═════ Quoted passage ═════

This repository contains a Proof of Concept (PoC) for setting up and using DataHub, an open-source metadata platform for data discovery, management, and governance. The PoC demonstrates how to install and configure DataHub using Docker, load sample data, and optionally integrate with local Kafka and Airflow instances for data ingestion and processing.
Before you start, ensure that your Docker daemon is running. You can verify this by running:
docker --version
If Docker is not installed, follow the instructions on the Docker website to install it for your operating system.
Once Docker is installed and running, you can proceed with the steps below to set up and use DataHub.
- Docker
- Python 3
To install the required packages, run:
python3 -m pip install --upgrade -r requirements.txt
datahub docker quickstart [--version TEXT (e.g. "v0.9.2")]
datahub docker ingest-sample-data
Go to the local_airflow
directory and run:
docker-compose -f docker-compose.yml up -d
If you want to test Kafka ingestion to DataHub, go to the local_kafka
directory and run:
docker-compose -f docker-compose.yml up -d
If you want to test Kafka ingestion to DataHub, go to the local_datahub/recipes
directory and run:
datahub ingest -c kafka_test_recipe.dhub.yaml
If you want to test Kafka ingestion to DataHub, go to the scripts
directory and run:
python3 eth_tx.py
docker exec kafka_test_broker \
kafka-topics --bootstrap-server kafka_test_broker:49816 \
--list
docker exec --interactive --tty kafka_test_broker \
kafka-console-consumer --bootstrap-server kafka_test_broker:49816 \
--topic transaction \
--from-beginning

═════

Exercise goal - Print the stretch of the DataHub README from "Before you start, ensure" through "and use DataHub." word for word.

═════ Extracted data ═════

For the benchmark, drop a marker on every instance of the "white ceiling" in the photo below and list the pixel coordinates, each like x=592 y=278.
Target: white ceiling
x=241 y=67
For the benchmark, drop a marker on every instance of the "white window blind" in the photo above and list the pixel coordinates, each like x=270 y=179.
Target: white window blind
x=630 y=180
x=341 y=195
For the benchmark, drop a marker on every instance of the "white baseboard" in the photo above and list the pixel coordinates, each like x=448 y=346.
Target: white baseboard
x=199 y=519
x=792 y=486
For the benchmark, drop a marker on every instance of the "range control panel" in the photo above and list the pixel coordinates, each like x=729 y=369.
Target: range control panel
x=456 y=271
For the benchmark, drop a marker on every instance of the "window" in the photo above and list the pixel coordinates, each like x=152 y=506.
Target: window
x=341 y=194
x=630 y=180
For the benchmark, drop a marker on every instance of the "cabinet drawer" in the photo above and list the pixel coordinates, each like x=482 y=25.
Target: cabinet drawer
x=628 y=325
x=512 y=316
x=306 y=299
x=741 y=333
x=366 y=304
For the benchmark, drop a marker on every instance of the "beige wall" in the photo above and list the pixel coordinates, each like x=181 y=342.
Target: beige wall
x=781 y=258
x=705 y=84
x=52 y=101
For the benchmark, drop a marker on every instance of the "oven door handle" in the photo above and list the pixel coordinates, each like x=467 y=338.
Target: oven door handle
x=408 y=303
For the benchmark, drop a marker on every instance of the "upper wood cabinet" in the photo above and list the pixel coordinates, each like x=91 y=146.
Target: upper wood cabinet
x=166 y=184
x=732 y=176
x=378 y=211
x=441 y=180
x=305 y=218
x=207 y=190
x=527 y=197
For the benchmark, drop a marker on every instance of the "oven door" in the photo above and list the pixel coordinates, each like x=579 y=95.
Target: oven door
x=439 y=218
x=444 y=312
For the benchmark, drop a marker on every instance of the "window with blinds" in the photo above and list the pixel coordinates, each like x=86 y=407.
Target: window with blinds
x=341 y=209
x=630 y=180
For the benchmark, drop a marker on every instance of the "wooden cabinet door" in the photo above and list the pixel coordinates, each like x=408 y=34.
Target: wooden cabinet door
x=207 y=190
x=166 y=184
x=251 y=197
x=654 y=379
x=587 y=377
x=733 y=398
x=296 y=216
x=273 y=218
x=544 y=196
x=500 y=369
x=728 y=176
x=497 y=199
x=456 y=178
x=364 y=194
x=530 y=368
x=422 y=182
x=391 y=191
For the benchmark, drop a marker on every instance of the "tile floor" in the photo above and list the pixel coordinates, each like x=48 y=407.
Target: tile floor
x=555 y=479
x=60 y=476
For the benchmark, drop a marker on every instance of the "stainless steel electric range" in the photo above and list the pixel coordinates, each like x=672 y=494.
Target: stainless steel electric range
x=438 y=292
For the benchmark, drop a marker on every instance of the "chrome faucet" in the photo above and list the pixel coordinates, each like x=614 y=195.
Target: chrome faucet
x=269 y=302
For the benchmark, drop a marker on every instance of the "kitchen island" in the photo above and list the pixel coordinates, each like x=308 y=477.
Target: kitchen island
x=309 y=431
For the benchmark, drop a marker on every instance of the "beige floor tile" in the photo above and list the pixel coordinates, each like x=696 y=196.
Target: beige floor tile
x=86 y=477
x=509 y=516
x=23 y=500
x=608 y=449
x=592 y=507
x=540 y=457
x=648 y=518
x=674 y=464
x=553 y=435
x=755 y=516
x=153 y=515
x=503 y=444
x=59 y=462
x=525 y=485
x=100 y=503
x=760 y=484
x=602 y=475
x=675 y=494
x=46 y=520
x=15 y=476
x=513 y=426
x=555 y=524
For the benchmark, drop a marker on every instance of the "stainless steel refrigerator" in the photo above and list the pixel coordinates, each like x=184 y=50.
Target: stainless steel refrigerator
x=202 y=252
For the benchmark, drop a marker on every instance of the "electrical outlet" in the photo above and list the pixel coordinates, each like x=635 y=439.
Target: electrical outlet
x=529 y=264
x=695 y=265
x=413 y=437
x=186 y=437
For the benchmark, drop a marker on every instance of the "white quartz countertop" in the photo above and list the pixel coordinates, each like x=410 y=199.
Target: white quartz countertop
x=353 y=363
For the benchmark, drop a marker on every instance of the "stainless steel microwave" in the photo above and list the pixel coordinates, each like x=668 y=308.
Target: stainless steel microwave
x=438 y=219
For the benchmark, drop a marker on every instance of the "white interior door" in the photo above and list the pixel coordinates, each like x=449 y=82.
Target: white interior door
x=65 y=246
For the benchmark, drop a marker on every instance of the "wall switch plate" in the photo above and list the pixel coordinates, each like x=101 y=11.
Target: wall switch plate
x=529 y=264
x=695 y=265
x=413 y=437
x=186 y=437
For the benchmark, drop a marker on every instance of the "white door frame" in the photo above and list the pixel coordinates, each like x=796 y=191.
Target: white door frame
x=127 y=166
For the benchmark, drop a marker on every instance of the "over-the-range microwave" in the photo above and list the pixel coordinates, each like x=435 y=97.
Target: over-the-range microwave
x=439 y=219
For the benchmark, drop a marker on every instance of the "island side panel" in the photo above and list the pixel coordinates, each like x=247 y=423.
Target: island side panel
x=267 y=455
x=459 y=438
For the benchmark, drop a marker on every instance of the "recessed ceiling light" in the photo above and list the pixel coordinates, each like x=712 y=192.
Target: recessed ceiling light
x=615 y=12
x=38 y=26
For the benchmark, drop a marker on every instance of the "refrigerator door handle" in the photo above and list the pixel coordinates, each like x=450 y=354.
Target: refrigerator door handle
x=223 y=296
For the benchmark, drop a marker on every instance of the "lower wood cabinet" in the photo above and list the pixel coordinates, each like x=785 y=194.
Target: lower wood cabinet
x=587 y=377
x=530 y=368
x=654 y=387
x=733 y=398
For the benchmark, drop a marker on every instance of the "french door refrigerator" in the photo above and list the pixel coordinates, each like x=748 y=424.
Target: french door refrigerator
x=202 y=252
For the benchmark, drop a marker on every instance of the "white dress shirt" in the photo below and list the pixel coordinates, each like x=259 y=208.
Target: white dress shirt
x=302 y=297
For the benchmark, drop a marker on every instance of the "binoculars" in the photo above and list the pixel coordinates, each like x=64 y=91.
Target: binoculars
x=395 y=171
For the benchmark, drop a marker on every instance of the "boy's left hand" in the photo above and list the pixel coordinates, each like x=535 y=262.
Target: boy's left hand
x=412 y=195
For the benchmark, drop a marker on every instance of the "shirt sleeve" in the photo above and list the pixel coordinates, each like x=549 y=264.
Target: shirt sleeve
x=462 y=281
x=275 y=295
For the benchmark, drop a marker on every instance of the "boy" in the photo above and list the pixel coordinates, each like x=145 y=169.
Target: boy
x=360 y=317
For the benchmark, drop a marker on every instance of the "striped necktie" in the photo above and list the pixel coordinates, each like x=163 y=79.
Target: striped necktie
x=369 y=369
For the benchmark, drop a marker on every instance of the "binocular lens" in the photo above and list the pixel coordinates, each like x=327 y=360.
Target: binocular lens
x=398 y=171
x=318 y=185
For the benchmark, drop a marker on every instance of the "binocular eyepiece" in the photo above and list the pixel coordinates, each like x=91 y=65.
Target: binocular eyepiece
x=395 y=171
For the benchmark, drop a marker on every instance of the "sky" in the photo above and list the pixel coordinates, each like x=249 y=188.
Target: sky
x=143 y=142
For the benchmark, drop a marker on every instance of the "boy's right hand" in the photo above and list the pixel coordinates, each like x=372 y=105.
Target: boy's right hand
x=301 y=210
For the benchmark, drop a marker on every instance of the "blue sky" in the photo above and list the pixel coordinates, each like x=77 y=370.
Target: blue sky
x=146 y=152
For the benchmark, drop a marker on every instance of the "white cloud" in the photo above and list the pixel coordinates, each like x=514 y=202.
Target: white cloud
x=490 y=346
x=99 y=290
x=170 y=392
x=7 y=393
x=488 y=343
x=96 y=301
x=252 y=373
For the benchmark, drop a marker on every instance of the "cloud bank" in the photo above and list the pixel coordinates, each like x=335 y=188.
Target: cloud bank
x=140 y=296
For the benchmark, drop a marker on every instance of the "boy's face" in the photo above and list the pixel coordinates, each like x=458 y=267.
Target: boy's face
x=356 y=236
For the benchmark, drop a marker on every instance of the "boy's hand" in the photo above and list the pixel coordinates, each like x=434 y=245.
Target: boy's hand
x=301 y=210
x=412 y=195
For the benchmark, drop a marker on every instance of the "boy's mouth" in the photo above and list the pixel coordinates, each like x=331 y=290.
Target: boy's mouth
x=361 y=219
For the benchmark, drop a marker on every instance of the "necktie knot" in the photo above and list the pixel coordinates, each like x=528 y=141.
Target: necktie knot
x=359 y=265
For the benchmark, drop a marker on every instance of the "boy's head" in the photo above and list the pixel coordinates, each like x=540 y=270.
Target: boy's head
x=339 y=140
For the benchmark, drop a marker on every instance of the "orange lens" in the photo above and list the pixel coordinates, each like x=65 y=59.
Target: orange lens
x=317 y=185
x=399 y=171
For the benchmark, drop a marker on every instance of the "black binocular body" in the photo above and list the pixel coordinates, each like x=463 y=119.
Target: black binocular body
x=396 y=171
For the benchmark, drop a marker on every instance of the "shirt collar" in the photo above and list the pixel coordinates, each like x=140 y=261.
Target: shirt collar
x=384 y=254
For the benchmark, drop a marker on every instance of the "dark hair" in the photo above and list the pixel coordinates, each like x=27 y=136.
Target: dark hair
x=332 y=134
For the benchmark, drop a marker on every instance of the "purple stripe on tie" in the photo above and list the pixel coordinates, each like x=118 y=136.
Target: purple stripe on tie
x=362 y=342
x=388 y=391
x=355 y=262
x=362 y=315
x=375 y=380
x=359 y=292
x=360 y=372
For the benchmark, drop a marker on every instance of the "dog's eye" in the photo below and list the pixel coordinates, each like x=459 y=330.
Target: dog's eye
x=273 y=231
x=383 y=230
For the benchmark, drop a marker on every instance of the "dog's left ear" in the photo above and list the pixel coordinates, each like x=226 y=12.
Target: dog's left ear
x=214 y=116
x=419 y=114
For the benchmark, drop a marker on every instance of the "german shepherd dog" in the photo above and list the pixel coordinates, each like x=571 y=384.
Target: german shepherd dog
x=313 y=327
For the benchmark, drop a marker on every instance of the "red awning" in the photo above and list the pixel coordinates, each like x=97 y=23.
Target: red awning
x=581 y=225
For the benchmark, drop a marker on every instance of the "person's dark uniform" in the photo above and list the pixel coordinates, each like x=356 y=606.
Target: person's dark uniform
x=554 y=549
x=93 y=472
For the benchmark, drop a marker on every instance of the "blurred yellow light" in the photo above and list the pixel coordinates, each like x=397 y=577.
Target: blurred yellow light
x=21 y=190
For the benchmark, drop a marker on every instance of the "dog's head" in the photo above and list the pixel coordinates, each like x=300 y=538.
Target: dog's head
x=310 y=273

═════

Exercise output -
Before you start, ensure that your Docker daemon is running. You can verify this by running:
docker --version
If Docker is not installed, follow the instructions on the Docker website to install it for your operating system.
Once Docker is installed and running, you can proceed with the steps below to set up and use DataHub.